▸ **Page text**

□ □ □

This research paper will discuss the relationship existing between computers and astronomy, and thereby point to the advantages and disadvantages of this interconnection. Also it aims at analyzing and portraying the effects of the development of computers in Astronomy. Different types of astronomical problems which are solved by means of computers will also be addressed. In addition to this, it is in the interest of this paper to adduce different examples of programming languages and standard softwares which are used in Astronomy. Furthermore, the research is enriched by examples of experiments of professional astronomers emphasizing the indispensable role of computers in this particular field.

In the preceding 5 decades, to begin with, computers had a considerable impact on Astronomy. Many standard softwares and exclusive programs help astronomers to be faster and successful. Astronomers need computers not only for processing information but also for organizing effective observations, recording and archiving of the acquired information by optical telescopes or other Astronomical equipment. Information as well as several types of problems in astronomy changed during their evolution and development. In this respect, information changed from order of several thousands to the degree of thousands; aims of modern Astronomy, in comparison with historical Astronomy, include not only classifying objects or creating maps but also studying galaxy mergers and black hole accretion.

To emphasize the importance of computers in Astronomy, to understand how the preceding generation of astronomers managed to conduct their studies and works without using computers and why present Astronomers can no longer handle astronomical problems without computers, some historical review is given to shed light on the reasons of the said changes.

One of the first works in this area was written by Greek Astronomer Hiparqose (2nd century B.C.) who classified discernable stars into 6 groups. Classification of 6000 stars (3000 in each gap) in 6 groups is possible to be done by one astronomer’s handwork. The same can be said about all astronomical studies before seventeenth century.

□ □ □

▸ **Written exercise a**
Copy the entries word for word, starting at their first line and stopping after the line that contains "216L324 216L324 7L1", with both ends included.

[Region segmentation data]
□ □ □

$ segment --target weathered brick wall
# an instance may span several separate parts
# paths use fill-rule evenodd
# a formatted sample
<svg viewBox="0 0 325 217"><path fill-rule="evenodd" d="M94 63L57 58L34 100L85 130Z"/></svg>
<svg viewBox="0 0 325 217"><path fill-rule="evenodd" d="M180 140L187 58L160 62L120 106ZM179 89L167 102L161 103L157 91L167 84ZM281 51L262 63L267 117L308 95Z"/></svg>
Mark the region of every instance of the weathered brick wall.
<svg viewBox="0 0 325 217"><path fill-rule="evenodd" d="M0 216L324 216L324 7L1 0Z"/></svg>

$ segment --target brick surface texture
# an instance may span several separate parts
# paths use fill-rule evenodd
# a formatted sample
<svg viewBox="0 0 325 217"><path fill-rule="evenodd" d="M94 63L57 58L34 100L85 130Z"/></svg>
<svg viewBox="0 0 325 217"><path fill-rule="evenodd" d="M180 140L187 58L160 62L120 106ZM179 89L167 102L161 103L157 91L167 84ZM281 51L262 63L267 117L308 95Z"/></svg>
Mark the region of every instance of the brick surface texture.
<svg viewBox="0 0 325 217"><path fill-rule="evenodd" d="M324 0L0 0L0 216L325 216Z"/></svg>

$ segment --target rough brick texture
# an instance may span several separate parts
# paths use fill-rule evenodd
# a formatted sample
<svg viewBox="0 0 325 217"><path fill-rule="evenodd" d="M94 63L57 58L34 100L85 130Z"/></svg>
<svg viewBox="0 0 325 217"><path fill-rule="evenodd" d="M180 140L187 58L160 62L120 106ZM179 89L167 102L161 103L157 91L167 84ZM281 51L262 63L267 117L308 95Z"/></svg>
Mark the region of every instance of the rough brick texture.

□ □ □

▸ **Written exercise b**
Continue the passage on computers in astronomy from the point where it ends.

▸ **Expected output a**
$ segment --target weathered brick wall
# an instance may span several separate parts
# paths use fill-rule evenodd
# a formatted sample
<svg viewBox="0 0 325 217"><path fill-rule="evenodd" d="M94 63L57 58L34 100L85 130Z"/></svg>
<svg viewBox="0 0 325 217"><path fill-rule="evenodd" d="M180 140L187 58L160 62L120 106ZM179 89L167 102L161 103L157 91L167 84ZM281 51L262 63L267 117L308 95Z"/></svg>
Mark the region of every instance of the weathered brick wall.
<svg viewBox="0 0 325 217"><path fill-rule="evenodd" d="M0 216L324 216L324 7L1 0Z"/></svg>

▸ **Expected output b**
By the end of the seventeenth century, everything was changed when Galileo Galilee discovered the telescope. Because people began to study stars not by bare eyes but with some equipments, the quantity of knowing sky objects increased. This discovery opened new horizons and the quantity of information increased in its scope which, in turn, made the composition of new catalogues for astronomers by Bayer and Helios, a little bit difficult.

However, these studies do not par with the observations in the 20th century - when a quantity of knowing sky-objects increased until astronomical quantities as well as questions changed their content from the counting of stars to the measuring of mass of billions objects. This type of problems could be solved only by using computers.

Computers will have a very large role in the future of astronomy as evident from the following approximate calculations. Modern Astronomy recognizes that in the universe the Meta galaxy (boundaries of Universe known at present) contains 50 Extra constellations. Each Extra constellation includes 20000 galaxies, each of which takes in 200 billion stars like our galaxy. (Nersisyan, 2001) This is a number with a shape similar to 2*1017 only for stars, But what about objects with less mass and less volume which are no less important for Astronomers? According to Yan Oort 100 billion comets can be counted only in the Solar system (Nersisyan, 2001), it means that objects which are interesting for scientists in universe can be counted from order of thousands degree of 10. This quantity of information will bring new questions which can not be solved without using computers.

However, before handling future problems, astronomy, at present, also has a lot of problems. There are many projects dedicated to building powerful computers for astronomical needs; there are also examples when power computers developed for other purposes were used by astronomers. For example in the 1950’s John von Neumann used the pioneering computer MANIAC for studying problems of stellar evolution.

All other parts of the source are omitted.